_Prompt:_ Copy the material word for word, from its first line up to and including the line that contains "[397,382,432,397]".

_Dataset content:_
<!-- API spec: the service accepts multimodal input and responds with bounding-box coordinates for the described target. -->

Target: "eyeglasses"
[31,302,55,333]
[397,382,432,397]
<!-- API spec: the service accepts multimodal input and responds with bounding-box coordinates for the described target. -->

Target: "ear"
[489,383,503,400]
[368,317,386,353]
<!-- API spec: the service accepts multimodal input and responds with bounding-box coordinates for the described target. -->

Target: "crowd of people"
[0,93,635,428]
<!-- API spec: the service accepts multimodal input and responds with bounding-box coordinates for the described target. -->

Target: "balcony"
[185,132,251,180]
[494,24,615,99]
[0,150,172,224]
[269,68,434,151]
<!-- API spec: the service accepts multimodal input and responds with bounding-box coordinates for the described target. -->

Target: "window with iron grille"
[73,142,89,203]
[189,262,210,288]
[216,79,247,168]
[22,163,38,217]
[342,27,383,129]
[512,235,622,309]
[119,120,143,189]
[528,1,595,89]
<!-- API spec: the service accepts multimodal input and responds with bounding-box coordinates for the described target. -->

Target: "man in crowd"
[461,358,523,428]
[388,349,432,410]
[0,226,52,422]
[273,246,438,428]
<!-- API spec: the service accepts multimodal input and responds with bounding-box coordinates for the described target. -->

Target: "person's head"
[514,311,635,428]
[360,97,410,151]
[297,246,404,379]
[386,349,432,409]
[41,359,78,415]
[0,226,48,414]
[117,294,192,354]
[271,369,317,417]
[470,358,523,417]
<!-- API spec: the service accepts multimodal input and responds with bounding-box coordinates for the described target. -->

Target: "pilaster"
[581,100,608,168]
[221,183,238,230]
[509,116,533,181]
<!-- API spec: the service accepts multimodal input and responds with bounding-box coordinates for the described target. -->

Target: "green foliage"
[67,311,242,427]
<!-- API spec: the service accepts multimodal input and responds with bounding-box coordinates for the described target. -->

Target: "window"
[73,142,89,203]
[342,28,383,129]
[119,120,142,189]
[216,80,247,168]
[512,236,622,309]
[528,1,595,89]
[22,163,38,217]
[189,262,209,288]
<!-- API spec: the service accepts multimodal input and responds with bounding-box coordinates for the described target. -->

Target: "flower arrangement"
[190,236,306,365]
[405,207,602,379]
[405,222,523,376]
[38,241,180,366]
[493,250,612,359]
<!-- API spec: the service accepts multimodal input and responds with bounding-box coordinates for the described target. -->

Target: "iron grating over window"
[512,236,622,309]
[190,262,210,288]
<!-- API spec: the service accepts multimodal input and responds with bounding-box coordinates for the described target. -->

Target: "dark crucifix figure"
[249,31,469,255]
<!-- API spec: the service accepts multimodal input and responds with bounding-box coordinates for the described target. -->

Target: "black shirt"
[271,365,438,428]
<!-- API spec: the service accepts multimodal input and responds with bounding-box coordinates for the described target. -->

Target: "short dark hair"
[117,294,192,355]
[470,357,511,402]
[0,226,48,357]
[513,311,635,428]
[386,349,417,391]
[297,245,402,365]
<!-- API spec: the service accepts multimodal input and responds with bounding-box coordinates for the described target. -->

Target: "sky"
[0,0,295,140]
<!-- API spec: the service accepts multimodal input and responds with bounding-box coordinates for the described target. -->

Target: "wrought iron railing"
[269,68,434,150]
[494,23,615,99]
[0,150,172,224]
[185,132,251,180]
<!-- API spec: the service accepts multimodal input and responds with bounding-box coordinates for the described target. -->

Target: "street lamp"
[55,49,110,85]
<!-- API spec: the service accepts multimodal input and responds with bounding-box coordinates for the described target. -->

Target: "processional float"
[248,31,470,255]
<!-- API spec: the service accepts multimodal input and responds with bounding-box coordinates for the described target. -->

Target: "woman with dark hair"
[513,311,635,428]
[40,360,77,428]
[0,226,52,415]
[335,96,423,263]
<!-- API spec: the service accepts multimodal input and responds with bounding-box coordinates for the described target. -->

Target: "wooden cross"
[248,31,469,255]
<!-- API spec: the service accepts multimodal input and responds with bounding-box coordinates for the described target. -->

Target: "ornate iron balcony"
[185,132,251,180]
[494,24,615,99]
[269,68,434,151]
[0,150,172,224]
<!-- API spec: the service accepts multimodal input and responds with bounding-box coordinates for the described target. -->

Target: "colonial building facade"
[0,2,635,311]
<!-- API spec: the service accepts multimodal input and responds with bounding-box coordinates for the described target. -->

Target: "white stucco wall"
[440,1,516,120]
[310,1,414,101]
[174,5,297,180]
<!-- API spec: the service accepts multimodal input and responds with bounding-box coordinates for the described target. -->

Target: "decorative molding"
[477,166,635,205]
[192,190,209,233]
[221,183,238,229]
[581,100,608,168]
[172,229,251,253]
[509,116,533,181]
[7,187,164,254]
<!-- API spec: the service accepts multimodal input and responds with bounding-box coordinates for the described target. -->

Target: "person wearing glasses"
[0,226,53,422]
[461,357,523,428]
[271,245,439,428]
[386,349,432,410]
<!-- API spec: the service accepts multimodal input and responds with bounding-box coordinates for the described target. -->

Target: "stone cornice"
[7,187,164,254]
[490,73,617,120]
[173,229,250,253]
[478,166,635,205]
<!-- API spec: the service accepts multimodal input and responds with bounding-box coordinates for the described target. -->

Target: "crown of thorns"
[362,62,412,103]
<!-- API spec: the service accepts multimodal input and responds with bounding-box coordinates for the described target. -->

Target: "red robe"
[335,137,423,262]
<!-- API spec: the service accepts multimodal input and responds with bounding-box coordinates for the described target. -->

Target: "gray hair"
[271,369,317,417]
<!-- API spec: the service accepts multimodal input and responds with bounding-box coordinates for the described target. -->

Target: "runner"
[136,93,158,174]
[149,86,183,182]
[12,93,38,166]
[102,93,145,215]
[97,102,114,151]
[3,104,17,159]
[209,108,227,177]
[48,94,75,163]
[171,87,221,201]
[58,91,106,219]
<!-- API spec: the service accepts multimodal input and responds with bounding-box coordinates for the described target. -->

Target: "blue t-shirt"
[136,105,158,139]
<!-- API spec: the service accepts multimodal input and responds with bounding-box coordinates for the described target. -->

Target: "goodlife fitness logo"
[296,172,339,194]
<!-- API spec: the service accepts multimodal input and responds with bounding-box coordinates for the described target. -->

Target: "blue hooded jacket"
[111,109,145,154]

_Correct response:_
<!-- API spec: the service accepts multimodal input and responds with bounding-box coordinates for the described target. -->

Target: "eyeglasses"
[31,302,55,333]
[397,382,432,397]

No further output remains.